» **Extracted data entries**
%%
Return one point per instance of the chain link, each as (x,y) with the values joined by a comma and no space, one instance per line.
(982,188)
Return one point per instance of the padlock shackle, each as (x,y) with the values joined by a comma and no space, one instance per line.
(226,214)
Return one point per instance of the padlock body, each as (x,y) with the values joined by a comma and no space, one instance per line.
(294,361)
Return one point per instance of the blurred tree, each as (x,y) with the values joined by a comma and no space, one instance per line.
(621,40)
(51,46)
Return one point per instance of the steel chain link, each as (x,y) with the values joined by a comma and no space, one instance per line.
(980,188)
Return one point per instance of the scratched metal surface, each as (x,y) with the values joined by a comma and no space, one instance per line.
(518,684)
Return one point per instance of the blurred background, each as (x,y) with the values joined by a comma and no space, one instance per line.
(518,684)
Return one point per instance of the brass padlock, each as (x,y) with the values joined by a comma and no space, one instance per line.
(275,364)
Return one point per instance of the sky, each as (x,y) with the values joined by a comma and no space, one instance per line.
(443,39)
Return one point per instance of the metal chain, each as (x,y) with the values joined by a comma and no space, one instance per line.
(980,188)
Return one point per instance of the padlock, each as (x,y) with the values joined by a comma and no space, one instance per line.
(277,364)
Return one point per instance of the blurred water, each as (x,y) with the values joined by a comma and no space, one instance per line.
%%
» **Work instruction**
All that is wanted is the line with "Return one point per instance of the metal" and every later line in the entries, reproduced exactly.

» **Finished exercise**
Return one point per instance of the metal chain, each as (x,y) with the values joined by a comma and no space, one instance per line.
(980,188)
Return one point per instance of the padlock, each as (x,y) with the values joined by a comma and no space, one instance per line.
(277,364)
Return one point per instance of the blurred water, each as (x,y) with the values joined by a comma and no space, one instance per line.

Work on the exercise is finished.